*** Opening of Record excerpts ***

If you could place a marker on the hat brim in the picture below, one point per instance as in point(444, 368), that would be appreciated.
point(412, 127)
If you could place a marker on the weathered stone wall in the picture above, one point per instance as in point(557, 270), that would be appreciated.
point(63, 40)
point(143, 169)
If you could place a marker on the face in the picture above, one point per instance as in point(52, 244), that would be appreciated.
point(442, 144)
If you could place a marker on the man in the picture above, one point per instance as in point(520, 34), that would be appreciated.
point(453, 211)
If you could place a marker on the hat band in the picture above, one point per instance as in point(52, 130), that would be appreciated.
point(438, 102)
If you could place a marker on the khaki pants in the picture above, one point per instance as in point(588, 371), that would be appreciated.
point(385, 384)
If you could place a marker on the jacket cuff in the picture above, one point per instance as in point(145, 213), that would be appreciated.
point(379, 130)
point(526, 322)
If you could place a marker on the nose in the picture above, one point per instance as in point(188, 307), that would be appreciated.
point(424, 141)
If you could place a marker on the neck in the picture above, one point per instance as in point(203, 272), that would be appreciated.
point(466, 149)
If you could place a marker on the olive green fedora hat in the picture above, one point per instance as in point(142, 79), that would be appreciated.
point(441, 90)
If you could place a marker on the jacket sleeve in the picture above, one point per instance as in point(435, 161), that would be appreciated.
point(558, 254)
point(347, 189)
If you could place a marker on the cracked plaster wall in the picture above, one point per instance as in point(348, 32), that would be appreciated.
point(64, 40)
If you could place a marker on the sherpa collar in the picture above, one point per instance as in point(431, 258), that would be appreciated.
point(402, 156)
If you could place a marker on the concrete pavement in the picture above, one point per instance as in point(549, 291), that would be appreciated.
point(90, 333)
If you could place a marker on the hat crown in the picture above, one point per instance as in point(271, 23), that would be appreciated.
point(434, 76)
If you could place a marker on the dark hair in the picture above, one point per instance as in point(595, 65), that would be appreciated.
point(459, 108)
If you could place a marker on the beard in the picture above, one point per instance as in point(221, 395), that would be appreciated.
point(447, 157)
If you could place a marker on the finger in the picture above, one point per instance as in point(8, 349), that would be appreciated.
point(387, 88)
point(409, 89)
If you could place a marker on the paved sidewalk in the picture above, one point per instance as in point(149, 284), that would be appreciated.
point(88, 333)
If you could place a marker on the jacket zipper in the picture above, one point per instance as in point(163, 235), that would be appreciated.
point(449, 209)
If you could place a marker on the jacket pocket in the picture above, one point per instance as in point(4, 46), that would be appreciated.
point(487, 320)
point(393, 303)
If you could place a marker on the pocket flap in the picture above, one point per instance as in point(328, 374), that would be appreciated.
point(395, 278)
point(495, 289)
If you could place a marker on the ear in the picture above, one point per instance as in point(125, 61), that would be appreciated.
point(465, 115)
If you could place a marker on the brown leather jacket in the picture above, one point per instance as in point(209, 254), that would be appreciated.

*** Close of Record excerpts ***

_What the exercise asks_
Could you reproduce every line of the listing exactly?

_Answer section_
If you could place a marker on the hat brim in the picture below, one point per instance as in point(444, 368), that would be appreciated.
point(412, 127)
If you could place a marker on the weathered stone wall in the picture above, one point per instance as in point(557, 270), that would be appreciated.
point(63, 40)
point(143, 169)
If you could place a marker on the face in the picture above, one point per instance as in point(52, 244), that would be appreciated.
point(442, 144)
If you could place a marker on the man in the picture above, one point per instance as in point(520, 34), that would be appreciated.
point(453, 211)
If you could place a marker on the hat band in the picture above, one point per instance as in point(52, 130), that would be appreciated.
point(438, 102)
If you could place a marker on the khaki pants in the picture above, one point per instance as in point(588, 371), that would be appreciated.
point(385, 384)
If you could place a marker on the jacket cuff in the picture above, one point per instance as in point(145, 213), that would be appreciated.
point(379, 130)
point(526, 322)
If you could place a marker on the nose in the picture above, one point per instance as in point(188, 307), that would be appreciated.
point(424, 141)
If you could place a marker on the neck in the picture above, one point per instance as in point(203, 272), that would be appreciated.
point(466, 149)
If you could place a marker on the olive green fedora hat in the picture above, one point per instance as in point(142, 79), that would be appreciated.
point(441, 90)
If you could place a marker on the jacket sleeve in the picture above, one point per instance as in point(435, 161), that would be appreciated.
point(558, 254)
point(347, 189)
If you could place a marker on the cracked plaster wall in the picture above, one point per instance as in point(348, 32), that would be appreciated.
point(64, 40)
If you could place a marker on the sherpa collar in the picture above, one point per instance as in point(431, 258), that would be appreciated.
point(402, 156)
If you could place a marker on the concrete pavement in the picture above, one point per instance as in point(549, 291), that would be appreciated.
point(90, 333)
If you could place a marker on the hat crown in the picture above, one point per instance as in point(271, 23), that would be appreciated.
point(434, 76)
If you could place a marker on the dark hair in the picture above, one point per instance as in point(595, 65), that would be appreciated.
point(459, 108)
If you could place a marker on the beard in the picture above, one point per instance as in point(221, 395), that would be appreciated.
point(447, 157)
If you could place a marker on the finger in the picture above, one point per instance as in point(8, 349), that would be appreciated.
point(387, 88)
point(409, 89)
If you could place a marker on the paved sidewalk in the picture above, one point per instance as in point(149, 284), that would be appreciated.
point(88, 333)
If you could place a marker on the jacket zipper in the picture above, one point per instance as in point(163, 235), that would be appreciated.
point(449, 209)
If you could place a marker on the jacket pocket in the picture above, one point per instance as in point(4, 46), that would be appreciated.
point(487, 320)
point(393, 303)
If you could place a marker on the pocket flap in the picture above, one point per instance as in point(328, 374), that would be appreciated.
point(395, 278)
point(495, 289)
If you could place a marker on the ear in the picture above, one point per instance as in point(125, 61), that would be appreciated.
point(465, 115)
If you could place a marker on the brown leather jacket in the picture above, one point per instance as in point(209, 254), that would be appreciated.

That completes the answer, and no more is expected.